Records from a collection
** begin **

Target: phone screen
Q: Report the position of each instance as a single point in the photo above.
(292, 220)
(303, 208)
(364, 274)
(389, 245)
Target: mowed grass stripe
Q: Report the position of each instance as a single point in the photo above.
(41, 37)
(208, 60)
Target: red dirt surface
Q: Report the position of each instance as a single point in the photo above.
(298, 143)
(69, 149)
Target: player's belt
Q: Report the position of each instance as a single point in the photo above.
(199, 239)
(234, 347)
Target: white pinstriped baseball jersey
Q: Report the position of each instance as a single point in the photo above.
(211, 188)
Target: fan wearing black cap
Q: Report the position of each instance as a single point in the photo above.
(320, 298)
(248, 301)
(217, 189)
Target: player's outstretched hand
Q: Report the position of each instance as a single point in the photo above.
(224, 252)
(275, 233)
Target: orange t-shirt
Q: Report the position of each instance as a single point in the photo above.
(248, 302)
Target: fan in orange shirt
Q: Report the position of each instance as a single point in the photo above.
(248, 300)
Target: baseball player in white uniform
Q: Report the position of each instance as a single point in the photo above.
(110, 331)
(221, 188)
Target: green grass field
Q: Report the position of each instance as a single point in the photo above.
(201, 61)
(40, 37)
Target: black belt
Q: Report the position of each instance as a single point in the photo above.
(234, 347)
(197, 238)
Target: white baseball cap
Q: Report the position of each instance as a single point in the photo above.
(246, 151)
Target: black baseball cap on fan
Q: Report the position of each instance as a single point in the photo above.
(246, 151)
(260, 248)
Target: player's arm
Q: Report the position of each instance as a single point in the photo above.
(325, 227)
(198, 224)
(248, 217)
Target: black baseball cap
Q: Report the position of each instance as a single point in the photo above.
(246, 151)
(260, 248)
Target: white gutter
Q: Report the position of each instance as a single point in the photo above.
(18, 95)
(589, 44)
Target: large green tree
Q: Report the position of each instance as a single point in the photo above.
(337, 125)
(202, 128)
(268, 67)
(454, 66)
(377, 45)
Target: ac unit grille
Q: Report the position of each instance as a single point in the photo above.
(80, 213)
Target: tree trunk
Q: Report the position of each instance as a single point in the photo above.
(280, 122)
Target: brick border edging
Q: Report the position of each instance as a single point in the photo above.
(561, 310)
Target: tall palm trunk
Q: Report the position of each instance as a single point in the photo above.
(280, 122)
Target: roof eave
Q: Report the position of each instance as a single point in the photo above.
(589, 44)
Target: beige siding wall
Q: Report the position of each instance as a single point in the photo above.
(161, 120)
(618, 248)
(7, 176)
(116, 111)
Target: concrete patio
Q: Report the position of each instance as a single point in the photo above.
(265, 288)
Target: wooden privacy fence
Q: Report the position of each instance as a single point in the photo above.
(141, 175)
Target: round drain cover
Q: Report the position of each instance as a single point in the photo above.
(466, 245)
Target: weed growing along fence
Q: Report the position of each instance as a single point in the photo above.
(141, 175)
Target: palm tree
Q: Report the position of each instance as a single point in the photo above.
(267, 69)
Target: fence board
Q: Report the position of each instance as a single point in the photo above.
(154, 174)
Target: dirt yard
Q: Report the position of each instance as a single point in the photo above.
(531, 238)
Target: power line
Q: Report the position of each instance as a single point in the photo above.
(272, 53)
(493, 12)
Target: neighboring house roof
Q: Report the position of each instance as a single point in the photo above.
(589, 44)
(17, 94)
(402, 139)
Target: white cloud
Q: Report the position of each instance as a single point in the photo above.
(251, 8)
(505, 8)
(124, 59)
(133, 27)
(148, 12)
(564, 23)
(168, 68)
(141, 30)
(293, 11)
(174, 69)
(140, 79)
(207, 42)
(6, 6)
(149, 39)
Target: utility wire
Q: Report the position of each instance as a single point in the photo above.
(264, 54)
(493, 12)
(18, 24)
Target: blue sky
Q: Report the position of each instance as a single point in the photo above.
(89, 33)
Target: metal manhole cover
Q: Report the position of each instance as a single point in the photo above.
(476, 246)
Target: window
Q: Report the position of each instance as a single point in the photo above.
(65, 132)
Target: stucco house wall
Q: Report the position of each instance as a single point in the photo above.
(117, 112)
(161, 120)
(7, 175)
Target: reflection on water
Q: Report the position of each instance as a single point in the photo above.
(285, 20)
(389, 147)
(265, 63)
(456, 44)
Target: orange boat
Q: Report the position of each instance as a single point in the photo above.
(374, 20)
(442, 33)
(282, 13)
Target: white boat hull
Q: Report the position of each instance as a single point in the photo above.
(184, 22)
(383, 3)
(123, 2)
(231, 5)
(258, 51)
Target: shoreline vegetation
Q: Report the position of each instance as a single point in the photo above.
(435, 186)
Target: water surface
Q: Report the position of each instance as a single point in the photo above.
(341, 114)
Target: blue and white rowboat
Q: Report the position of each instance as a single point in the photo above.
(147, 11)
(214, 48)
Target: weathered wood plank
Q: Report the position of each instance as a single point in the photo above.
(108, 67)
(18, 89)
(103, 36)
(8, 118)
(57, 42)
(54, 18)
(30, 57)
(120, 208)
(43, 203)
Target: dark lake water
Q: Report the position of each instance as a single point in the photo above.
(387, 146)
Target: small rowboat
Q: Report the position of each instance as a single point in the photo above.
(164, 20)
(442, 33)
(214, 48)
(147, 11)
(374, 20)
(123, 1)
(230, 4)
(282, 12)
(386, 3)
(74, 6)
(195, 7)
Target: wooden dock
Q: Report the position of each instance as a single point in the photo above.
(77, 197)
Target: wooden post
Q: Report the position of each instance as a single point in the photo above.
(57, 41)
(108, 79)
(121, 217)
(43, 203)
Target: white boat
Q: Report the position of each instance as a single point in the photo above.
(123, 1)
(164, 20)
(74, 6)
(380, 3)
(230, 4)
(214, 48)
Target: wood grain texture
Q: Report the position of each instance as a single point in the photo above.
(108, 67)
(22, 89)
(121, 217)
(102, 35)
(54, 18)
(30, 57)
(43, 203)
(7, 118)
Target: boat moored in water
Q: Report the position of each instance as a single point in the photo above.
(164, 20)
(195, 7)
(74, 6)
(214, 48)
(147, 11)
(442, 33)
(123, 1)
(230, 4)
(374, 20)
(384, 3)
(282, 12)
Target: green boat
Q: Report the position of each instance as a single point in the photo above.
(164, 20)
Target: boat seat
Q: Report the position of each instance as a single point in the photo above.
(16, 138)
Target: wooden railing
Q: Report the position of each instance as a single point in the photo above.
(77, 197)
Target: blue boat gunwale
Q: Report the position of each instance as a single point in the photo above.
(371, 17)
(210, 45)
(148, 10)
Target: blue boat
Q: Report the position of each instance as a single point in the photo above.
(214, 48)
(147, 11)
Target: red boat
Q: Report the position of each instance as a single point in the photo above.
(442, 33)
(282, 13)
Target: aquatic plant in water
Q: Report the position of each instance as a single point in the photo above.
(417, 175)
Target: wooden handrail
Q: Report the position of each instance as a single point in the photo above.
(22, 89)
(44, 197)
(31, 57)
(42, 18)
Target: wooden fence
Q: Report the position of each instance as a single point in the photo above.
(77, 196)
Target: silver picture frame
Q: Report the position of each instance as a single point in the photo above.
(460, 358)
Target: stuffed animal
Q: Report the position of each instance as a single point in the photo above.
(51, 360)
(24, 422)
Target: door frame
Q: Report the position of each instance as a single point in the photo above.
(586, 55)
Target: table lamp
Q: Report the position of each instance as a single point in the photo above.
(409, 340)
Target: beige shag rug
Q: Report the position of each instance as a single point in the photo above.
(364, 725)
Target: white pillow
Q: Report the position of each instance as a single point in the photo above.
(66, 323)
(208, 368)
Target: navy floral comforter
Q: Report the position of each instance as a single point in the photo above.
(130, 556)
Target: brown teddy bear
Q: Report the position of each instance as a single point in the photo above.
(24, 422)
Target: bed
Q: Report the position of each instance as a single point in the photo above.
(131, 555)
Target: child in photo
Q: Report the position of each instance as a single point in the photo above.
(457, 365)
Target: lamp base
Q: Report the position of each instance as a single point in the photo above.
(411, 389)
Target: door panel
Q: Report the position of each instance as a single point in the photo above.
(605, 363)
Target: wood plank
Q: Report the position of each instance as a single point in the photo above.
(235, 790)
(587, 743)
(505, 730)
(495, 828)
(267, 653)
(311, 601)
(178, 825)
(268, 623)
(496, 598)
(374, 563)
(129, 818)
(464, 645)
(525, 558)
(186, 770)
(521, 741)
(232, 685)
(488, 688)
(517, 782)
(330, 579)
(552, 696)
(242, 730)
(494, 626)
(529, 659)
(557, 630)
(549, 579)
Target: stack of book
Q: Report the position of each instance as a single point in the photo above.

** end **

• _Task objective_: In the listing above, find the line containing "Target: brown teddy bear", then reproduce it and each line after it through the end, exactly and with nothing added.

• _Full answer_:
Target: brown teddy bear
Q: Report the position of each instance as a single point in the photo above.
(24, 422)
Target: bed
Q: Report the position of each instance as a single point in the photo above.
(131, 555)
Target: child in photo
Q: Report the position of each instance as a single point in the photo above.
(457, 365)
Target: lamp base
Q: Report the position of each instance as a single point in the photo above.
(411, 389)
Target: door panel
Q: Report the position of each instance as a single point in the photo above.
(605, 363)
Target: wood plank
Q: Report the position of each instance as a single point in the photo above.
(235, 790)
(587, 743)
(505, 730)
(495, 828)
(267, 653)
(311, 601)
(178, 825)
(268, 623)
(496, 598)
(374, 563)
(129, 818)
(464, 645)
(525, 558)
(186, 770)
(521, 741)
(232, 685)
(488, 688)
(517, 782)
(330, 579)
(552, 696)
(242, 730)
(494, 626)
(529, 659)
(557, 630)
(549, 579)
Target: stack of book
Q: Report the position of each instance as a single point in the photo above.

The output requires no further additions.